Copy each line below holding "brown".

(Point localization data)

============

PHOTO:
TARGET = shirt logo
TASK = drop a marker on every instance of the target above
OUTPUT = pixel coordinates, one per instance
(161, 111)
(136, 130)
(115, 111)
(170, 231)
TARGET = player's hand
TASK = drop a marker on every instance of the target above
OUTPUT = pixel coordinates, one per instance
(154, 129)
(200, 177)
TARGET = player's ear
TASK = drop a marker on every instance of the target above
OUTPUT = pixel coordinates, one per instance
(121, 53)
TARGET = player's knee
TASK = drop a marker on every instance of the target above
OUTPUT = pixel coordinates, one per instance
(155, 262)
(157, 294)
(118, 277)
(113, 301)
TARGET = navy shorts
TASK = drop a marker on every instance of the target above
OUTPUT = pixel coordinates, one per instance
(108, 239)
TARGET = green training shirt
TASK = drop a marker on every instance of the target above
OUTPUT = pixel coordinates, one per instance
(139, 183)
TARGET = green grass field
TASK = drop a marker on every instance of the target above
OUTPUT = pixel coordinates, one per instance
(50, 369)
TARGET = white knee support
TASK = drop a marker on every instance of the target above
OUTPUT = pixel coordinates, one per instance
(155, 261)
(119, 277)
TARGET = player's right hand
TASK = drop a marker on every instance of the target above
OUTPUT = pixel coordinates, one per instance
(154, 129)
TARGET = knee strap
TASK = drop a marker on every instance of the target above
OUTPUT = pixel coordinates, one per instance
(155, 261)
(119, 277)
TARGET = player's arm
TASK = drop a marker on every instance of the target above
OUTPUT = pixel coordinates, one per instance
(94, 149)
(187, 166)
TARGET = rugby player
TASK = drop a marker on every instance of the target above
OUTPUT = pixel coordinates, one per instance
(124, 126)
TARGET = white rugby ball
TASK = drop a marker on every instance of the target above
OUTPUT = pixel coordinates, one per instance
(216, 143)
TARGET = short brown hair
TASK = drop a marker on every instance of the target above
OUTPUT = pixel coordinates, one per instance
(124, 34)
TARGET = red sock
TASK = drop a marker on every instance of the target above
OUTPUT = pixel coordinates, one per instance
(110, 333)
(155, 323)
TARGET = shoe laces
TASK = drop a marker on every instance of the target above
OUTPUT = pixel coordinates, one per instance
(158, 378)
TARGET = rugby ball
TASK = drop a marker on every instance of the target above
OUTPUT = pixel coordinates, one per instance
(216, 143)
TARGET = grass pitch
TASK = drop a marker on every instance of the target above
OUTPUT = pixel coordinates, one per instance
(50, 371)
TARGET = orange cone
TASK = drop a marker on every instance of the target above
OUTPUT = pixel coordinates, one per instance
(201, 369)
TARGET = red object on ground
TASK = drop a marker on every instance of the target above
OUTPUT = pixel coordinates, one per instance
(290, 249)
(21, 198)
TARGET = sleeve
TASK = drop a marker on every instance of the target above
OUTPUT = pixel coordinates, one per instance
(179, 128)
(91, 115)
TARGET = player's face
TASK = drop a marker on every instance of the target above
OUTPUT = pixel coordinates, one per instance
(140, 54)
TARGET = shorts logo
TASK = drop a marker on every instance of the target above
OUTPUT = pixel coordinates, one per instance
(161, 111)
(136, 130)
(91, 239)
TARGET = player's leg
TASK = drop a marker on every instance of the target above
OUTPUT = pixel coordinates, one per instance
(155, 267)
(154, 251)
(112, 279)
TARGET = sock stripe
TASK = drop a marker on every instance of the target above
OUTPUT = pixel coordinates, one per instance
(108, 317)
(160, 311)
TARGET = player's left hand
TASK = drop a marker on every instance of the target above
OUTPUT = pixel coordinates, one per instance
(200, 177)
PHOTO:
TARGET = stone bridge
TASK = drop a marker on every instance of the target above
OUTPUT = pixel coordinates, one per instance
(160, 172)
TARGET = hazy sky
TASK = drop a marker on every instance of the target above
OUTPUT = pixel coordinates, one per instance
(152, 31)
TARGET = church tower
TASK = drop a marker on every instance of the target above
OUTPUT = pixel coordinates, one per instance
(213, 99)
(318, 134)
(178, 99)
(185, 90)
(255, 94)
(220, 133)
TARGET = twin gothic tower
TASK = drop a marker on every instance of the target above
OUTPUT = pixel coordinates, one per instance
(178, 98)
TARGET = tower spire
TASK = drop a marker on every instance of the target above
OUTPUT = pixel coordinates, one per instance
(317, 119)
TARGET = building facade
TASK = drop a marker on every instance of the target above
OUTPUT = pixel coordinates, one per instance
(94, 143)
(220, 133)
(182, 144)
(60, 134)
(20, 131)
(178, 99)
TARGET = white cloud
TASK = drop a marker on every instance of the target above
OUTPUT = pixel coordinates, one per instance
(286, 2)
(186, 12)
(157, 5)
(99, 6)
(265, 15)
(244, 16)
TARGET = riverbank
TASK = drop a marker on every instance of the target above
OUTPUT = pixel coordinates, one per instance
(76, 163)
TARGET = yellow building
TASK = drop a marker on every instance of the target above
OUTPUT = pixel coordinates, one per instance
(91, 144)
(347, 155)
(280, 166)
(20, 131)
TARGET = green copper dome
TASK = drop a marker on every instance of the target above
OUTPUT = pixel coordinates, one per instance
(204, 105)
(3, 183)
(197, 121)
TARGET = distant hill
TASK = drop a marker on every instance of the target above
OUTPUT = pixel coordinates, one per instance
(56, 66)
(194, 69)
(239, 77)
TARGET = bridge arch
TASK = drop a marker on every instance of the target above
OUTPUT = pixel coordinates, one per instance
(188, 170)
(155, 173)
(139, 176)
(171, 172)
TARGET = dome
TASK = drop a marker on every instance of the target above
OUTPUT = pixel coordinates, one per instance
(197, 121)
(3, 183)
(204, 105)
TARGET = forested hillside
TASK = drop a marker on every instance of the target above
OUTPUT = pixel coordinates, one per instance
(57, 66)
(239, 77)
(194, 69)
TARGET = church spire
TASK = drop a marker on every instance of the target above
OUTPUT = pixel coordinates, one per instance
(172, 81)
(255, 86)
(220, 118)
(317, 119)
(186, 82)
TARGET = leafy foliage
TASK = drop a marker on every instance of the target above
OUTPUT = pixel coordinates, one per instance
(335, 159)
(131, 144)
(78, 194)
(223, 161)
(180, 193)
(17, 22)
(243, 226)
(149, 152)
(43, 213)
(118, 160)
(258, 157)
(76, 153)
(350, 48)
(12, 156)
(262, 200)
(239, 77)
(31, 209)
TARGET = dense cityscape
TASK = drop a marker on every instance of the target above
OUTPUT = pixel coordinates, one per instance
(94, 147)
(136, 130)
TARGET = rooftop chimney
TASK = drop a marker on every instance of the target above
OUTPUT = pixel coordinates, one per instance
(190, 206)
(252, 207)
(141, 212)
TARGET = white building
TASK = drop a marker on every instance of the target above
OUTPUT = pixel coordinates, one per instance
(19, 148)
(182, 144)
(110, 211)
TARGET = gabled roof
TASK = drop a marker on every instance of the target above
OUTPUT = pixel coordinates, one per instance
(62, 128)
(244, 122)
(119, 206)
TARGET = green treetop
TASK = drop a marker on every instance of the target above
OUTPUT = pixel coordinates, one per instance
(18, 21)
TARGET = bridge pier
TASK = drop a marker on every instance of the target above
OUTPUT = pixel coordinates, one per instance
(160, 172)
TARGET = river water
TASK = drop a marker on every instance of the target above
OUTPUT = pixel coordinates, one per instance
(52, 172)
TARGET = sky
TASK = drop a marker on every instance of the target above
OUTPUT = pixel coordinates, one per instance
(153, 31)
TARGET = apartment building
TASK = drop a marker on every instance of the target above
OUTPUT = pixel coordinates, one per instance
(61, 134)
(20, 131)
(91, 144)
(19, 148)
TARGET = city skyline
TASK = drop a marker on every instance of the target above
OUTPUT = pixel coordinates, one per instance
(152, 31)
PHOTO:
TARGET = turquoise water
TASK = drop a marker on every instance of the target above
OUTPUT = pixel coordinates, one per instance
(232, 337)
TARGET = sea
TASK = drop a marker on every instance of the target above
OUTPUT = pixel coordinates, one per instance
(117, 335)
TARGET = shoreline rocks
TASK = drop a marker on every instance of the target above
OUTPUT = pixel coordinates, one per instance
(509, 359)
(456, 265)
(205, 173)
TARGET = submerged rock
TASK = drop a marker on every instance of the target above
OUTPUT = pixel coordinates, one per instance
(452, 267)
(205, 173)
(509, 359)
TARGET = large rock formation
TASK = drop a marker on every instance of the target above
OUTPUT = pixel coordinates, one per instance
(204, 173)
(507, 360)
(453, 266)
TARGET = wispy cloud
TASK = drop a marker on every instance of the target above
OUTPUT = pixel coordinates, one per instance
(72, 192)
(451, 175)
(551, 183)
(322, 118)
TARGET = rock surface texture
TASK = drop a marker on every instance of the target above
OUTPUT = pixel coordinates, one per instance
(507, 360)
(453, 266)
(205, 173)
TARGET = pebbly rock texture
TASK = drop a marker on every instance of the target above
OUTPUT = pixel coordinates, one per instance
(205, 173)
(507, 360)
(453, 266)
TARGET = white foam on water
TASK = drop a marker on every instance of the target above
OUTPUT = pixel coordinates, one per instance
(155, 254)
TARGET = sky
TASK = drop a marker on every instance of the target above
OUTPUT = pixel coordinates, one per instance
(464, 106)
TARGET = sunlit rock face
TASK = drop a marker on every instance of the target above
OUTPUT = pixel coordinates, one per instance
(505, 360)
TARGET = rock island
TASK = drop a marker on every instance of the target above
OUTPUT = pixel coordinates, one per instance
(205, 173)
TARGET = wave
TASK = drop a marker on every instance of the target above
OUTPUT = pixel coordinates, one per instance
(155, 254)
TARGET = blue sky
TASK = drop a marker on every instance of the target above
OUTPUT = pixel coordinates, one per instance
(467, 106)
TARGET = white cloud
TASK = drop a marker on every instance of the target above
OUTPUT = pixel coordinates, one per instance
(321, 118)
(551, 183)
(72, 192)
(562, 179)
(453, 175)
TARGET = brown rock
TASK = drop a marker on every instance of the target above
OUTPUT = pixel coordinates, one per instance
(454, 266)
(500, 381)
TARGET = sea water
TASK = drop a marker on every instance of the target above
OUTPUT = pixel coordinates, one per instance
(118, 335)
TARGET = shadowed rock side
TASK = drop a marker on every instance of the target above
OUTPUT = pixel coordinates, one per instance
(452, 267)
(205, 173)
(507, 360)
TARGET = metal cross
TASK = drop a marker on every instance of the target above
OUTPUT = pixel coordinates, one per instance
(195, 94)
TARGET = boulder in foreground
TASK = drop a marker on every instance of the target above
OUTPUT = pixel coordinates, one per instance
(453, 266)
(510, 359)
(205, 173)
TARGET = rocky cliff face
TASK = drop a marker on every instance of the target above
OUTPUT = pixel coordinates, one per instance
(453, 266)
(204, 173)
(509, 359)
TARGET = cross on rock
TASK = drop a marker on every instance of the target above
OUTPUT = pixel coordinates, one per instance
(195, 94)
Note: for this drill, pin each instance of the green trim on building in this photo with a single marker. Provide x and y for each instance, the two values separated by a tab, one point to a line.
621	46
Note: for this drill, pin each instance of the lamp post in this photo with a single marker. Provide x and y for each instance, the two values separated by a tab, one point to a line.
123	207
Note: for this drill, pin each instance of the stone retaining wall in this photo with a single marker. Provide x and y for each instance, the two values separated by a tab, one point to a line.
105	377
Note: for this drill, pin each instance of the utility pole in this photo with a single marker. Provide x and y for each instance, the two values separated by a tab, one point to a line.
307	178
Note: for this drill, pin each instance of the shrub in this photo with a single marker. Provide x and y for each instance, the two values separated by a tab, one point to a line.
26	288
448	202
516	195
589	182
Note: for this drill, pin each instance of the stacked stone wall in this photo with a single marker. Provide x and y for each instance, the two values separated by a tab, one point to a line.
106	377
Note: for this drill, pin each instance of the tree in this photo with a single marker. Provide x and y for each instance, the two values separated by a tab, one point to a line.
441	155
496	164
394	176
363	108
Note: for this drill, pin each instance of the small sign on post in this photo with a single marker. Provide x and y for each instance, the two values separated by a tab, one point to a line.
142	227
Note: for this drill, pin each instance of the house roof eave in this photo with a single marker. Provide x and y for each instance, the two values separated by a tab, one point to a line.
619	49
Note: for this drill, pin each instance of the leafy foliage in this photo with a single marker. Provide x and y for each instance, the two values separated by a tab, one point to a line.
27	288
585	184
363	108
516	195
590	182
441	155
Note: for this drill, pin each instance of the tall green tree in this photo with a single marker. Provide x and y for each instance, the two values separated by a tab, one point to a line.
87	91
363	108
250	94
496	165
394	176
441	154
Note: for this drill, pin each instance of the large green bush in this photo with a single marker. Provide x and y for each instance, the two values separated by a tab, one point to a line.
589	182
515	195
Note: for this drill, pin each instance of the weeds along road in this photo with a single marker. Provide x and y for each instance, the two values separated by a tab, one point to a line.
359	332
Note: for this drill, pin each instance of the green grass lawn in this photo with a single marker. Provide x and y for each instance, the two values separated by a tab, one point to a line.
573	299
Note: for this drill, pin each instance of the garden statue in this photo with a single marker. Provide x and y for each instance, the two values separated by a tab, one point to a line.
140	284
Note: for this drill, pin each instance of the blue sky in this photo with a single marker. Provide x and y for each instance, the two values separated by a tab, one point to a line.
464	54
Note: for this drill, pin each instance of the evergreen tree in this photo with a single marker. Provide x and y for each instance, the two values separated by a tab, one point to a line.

============

§ **Result below**:
TARGET = short brown hair
TARGET = brown rock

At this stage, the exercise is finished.